## Extrait choisi
Mots clés : Contact de langues, pratiques discursives, hybridisme linguistique, patrimoine
linguistique et culturel.
Le contact des peuples a, dans certains cas, pris l’allure de colonisation. Cette situation a dans
bien des scénarios laissé des traces, à des degrés variables, dans les peuples en contact. L’on peut
citer, entre autres, les interférences linguistiques, les métissages culturels, les brassages
architecturaux.
Si l’on déplore parfois certains avatars nés du contact des peuples, telle que la déconstruction de
quelques valeurs sociales, d’autres fois, il faut relever des formes d’enrichissement lorsqu’une
sorte d’équilibre est réussie. C’est le cas en terre d’éburnie où des mots des langues locales et du
français populaire ivoirien font une invasion dans le milieu publicitaire, particulièrement dans la
publicité appliquée à la médecine traditionnelle.

## Objectif visé
Citez intégralement l'extrait sur le contact des langues, sans en modifier un seul mot. Les lignes qui suivent forment un matériau à part, indépendant de l'extrait.

## Données du corpus
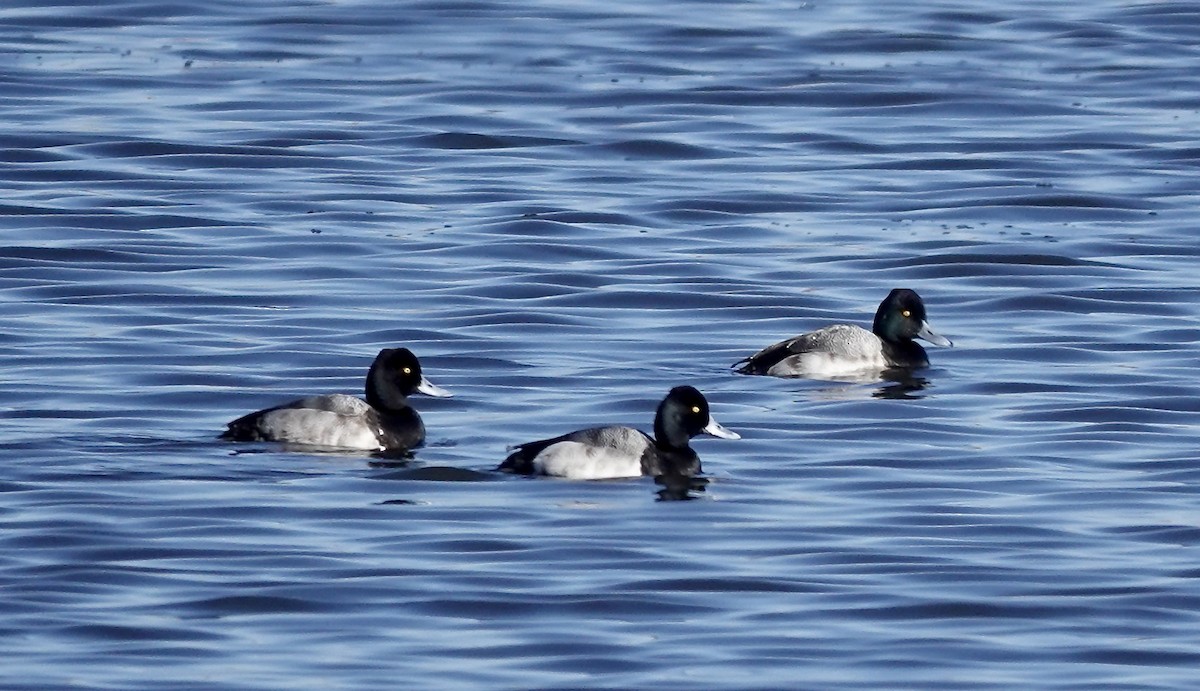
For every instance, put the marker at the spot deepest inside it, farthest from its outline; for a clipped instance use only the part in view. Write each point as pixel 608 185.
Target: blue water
pixel 567 209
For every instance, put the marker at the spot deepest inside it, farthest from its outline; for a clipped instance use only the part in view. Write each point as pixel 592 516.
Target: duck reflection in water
pixel 678 487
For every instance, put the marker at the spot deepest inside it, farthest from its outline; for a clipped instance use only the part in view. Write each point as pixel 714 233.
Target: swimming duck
pixel 845 349
pixel 613 451
pixel 384 421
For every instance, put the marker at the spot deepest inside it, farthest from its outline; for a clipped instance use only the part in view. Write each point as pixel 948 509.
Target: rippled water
pixel 565 210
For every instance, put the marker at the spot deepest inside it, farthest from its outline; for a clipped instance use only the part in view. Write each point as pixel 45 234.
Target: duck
pixel 847 349
pixel 382 422
pixel 615 451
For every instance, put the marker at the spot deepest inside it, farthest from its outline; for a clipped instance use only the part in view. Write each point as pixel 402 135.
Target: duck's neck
pixel 669 437
pixel 383 397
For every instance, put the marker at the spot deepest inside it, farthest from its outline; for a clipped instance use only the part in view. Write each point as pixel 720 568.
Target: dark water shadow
pixel 901 385
pixel 679 487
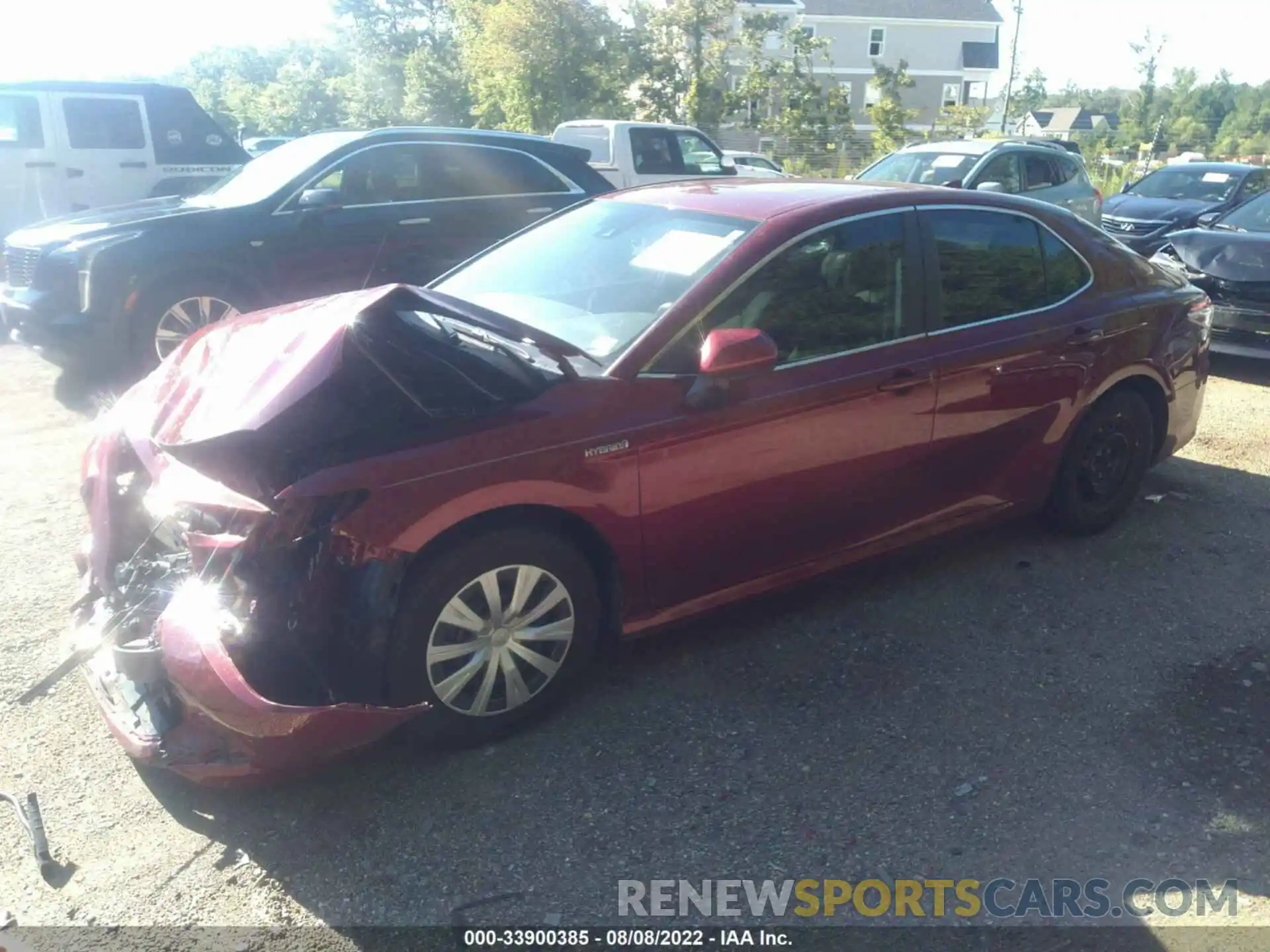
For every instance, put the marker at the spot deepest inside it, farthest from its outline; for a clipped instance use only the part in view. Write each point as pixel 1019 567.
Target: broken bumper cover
pixel 202 720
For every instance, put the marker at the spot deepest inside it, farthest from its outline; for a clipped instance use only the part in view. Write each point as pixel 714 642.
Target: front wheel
pixel 493 633
pixel 1103 469
pixel 171 314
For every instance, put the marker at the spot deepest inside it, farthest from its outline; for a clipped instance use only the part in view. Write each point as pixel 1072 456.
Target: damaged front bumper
pixel 228 649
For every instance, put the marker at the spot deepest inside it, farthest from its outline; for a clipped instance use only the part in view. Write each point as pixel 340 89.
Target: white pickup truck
pixel 632 154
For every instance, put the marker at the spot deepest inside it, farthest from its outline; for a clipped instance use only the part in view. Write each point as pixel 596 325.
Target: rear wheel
pixel 1104 465
pixel 493 634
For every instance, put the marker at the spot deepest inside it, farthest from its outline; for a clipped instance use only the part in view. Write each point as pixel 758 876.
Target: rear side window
pixel 102 122
pixel 1064 270
pixel 1040 172
pixel 991 264
pixel 473 172
pixel 19 124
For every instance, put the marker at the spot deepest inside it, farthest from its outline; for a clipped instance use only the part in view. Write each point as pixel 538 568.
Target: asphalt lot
pixel 1105 699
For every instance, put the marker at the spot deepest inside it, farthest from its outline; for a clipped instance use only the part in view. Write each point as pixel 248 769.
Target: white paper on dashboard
pixel 683 252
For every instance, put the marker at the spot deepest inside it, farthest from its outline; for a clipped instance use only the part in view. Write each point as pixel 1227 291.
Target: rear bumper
pixel 201 719
pixel 1241 331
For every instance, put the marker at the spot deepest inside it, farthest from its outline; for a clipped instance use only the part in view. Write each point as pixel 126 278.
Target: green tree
pixel 535 63
pixel 1033 95
pixel 780 95
pixel 681 59
pixel 889 116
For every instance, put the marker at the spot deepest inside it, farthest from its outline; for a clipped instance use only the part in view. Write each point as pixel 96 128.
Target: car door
pixel 338 247
pixel 1014 342
pixel 472 196
pixel 32 187
pixel 110 157
pixel 824 452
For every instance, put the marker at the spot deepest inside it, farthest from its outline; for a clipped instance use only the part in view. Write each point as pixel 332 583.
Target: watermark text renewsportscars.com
pixel 935 899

## Réponse rédigée
Mots clés : Contact de langues, pratiques discursives, hybridisme linguistique, patrimoine
linguistique et culturel.
Le contact des peuples a, dans certains cas, pris l’allure de colonisation. Cette situation a dans
bien des scénarios laissé des traces, à des degrés variables, dans les peuples en contact. L’on peut
citer, entre autres, les interférences linguistiques, les métissages culturels, les brassages
architecturaux.
Si l’on déplore parfois certains avatars nés du contact des peuples, telle que la déconstruction de
quelques valeurs sociales, d’autres fois, il faut relever des formes d’enrichissement lorsqu’une
sorte d’équilibre est réussie. C’est le cas en terre d’éburnie où des mots des langues locales et du
français populaire ivoirien font une invasion dans le milieu publicitaire, particulièrement dans la
publicité appliquée à la médecine traditionnelle.